# Required task
Could you quote, exactly as they stand, the lines running from the one with "Indicate one point for each instance of the snow-covered roof" to the final line of the material?

— START Records provided —

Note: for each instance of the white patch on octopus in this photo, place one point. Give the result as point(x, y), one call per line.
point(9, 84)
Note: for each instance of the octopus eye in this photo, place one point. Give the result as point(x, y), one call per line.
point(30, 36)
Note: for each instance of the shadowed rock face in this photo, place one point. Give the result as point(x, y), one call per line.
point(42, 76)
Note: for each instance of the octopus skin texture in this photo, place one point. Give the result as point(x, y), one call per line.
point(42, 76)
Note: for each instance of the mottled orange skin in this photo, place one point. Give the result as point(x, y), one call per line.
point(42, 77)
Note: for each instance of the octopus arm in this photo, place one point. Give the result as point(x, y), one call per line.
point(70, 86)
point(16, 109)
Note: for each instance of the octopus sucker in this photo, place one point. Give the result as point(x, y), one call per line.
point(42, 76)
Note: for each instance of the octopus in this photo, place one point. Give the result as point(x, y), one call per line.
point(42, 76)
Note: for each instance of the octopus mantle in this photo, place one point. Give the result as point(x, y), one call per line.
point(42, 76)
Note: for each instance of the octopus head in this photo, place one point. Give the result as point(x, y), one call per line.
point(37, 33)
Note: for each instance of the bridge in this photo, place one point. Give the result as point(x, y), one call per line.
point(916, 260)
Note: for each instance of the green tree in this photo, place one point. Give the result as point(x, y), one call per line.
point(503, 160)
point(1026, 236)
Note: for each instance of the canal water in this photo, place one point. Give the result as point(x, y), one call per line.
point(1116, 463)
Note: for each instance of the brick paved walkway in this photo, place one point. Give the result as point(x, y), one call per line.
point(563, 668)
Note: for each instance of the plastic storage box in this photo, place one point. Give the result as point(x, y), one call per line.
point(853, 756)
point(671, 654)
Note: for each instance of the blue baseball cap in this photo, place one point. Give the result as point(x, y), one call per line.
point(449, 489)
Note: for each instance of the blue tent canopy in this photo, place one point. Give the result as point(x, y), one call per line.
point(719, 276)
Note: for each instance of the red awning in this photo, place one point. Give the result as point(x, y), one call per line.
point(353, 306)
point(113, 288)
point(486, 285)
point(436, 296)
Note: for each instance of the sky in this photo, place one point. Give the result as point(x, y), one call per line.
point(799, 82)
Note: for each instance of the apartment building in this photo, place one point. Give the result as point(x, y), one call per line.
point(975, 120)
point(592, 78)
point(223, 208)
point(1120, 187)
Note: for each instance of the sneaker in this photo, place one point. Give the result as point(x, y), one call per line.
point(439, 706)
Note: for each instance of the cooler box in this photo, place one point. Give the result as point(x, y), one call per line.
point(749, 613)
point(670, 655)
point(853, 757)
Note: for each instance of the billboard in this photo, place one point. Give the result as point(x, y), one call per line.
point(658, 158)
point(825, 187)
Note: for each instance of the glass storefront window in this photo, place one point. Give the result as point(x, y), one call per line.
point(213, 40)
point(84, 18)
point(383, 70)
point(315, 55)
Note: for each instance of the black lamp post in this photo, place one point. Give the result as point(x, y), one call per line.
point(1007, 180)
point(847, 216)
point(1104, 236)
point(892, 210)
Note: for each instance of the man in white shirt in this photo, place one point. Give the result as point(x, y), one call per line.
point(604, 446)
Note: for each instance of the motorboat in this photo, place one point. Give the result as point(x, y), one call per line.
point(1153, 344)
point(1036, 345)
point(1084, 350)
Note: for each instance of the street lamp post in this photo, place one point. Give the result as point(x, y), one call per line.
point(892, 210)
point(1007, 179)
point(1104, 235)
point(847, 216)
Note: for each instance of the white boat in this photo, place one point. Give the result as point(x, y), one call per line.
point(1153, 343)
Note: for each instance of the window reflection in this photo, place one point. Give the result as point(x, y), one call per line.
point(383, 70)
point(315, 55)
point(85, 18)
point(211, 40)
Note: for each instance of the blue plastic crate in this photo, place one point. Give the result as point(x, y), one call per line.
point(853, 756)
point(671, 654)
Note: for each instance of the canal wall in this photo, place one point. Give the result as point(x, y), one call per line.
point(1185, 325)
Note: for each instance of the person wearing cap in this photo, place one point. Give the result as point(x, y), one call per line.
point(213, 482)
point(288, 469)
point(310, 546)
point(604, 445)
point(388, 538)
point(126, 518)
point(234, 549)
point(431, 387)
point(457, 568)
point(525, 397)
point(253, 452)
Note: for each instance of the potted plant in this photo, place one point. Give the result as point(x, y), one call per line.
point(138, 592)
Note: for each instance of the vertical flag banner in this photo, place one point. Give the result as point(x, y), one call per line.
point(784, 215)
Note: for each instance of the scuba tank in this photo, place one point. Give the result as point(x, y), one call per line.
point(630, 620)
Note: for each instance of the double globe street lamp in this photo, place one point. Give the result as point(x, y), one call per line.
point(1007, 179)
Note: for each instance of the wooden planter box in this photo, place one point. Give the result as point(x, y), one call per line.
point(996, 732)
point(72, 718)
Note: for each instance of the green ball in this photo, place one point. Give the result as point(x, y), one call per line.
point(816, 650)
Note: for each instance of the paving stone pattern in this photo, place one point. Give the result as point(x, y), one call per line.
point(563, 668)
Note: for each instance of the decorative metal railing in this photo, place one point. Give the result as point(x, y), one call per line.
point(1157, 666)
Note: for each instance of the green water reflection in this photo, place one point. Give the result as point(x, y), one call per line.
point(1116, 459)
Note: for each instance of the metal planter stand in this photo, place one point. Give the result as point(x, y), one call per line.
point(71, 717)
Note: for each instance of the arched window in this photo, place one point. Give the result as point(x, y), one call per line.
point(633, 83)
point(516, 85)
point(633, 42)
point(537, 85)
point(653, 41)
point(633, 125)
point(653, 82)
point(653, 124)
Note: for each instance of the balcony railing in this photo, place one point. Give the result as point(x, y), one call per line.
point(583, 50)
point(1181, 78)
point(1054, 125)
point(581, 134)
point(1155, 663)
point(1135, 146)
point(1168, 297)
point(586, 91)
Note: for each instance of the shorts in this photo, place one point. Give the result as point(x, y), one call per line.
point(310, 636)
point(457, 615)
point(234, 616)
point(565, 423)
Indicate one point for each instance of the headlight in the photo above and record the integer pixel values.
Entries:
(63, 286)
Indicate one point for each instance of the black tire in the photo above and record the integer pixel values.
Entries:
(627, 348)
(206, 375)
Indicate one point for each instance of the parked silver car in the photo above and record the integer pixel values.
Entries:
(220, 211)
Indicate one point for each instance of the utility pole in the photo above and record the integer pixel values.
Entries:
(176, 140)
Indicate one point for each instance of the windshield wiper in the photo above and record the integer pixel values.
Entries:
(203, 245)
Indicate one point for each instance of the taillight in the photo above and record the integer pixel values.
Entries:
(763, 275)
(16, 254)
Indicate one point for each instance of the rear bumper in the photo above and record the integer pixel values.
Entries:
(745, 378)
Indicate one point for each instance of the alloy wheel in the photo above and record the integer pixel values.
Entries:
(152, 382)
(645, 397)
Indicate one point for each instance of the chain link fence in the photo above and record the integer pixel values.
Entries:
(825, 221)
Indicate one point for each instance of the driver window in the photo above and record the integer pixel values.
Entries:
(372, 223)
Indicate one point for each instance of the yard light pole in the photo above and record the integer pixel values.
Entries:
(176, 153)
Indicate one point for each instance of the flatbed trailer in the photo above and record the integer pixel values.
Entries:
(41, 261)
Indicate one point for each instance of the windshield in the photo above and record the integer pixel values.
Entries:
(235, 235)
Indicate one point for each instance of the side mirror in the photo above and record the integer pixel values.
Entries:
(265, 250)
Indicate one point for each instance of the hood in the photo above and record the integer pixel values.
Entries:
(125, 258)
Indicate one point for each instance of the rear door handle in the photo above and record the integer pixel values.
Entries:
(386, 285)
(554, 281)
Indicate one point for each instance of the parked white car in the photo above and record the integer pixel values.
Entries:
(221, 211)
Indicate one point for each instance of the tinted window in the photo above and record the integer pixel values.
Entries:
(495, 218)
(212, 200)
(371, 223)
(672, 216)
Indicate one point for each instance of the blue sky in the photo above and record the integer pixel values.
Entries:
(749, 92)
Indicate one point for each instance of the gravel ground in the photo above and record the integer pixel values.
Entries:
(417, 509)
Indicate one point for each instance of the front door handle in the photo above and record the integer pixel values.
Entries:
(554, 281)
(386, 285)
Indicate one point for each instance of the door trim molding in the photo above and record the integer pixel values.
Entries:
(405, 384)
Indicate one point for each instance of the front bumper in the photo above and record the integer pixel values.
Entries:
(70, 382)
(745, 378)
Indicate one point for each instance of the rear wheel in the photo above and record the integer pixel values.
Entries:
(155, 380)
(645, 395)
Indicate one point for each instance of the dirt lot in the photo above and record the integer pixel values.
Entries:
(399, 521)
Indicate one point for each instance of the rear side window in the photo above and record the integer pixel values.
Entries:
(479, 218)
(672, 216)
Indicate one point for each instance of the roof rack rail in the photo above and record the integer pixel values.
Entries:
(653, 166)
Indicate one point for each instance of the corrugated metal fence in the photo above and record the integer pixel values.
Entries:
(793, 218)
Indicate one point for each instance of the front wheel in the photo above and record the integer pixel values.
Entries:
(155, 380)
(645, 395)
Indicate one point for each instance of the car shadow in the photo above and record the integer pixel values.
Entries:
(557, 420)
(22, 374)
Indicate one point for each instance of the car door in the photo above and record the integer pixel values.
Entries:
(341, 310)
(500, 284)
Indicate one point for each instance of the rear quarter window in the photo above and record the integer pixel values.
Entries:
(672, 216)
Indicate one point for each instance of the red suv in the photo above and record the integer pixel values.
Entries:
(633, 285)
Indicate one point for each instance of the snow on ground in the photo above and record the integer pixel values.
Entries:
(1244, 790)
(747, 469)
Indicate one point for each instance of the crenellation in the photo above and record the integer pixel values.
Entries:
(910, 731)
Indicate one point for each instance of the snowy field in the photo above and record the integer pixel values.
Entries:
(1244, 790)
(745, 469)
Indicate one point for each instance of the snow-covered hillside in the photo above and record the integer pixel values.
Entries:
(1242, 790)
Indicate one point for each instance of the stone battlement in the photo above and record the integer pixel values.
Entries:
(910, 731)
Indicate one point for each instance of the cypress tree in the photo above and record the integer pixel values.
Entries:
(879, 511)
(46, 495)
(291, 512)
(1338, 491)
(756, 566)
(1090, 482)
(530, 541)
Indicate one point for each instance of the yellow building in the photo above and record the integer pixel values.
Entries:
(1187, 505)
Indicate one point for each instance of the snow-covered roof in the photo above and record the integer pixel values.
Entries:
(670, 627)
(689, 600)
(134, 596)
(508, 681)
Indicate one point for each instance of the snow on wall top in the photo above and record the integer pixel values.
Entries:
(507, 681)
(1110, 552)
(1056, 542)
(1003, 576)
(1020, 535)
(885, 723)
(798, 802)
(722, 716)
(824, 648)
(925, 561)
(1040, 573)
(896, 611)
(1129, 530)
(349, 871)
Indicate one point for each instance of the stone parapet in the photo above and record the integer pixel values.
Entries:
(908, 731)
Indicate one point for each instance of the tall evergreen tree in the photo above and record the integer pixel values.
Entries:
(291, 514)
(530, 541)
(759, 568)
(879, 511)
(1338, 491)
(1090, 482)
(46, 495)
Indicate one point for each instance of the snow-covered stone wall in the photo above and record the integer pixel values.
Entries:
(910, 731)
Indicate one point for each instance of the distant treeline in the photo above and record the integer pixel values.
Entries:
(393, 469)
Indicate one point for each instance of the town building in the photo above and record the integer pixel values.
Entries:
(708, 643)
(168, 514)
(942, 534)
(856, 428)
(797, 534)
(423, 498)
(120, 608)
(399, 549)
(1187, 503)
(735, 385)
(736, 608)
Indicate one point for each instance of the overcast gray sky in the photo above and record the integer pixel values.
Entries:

— END Records provided —

# Result of this task
Indicate one point for each instance of the snow-covered roof in the photo above and record the integer pixel values.
Entries:
(670, 627)
(689, 600)
(134, 596)
(508, 681)
Indicate one point for each instance of the snow on wall top in the photo above and record the integer pixel values.
Entries:
(507, 681)
(1110, 552)
(1056, 542)
(1003, 576)
(1020, 535)
(885, 723)
(798, 802)
(722, 716)
(824, 648)
(925, 561)
(1040, 573)
(896, 611)
(1129, 530)
(349, 871)
Indicate one point for each instance of the stone parapet in the photo above and record the integer pixel values.
Entries:
(908, 731)
Indicate one point for each instance of the tall evergreen tree in the photo above and record the integer pixel values.
Entries:
(291, 514)
(530, 541)
(759, 568)
(879, 511)
(1338, 491)
(1090, 482)
(46, 495)
Indicate one point for each instance of the snow-covered stone wall in the photo above and record the integer pixel values.
Entries:
(910, 731)
Indicate one point for each instance of the distant treeline in the photo above and record the integer pixel values.
Entries:
(393, 469)
Indicate one point for each instance of the town building in the photo above and record the integer pixel values.
Entries:
(708, 643)
(168, 514)
(942, 534)
(856, 428)
(797, 534)
(423, 498)
(120, 608)
(399, 549)
(1187, 503)
(735, 385)
(736, 608)
Indicate one point for each instance of the overcast gray sky in the photo above and record the integer pixel values.
Entries:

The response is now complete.